── Supplied entries ──

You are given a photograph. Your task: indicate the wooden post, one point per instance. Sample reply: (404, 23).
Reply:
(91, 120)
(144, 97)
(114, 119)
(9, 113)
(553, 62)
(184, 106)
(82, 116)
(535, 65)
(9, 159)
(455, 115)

───

What this task involves: Exact copies of all the entries above are to be printed.

Solution to the exercise:
You are given a photograph. Your task: indicate the wooden post, one point per instance. Sample reply: (404, 23).
Reply:
(91, 120)
(144, 97)
(114, 119)
(9, 113)
(553, 62)
(184, 106)
(82, 116)
(535, 65)
(9, 159)
(455, 115)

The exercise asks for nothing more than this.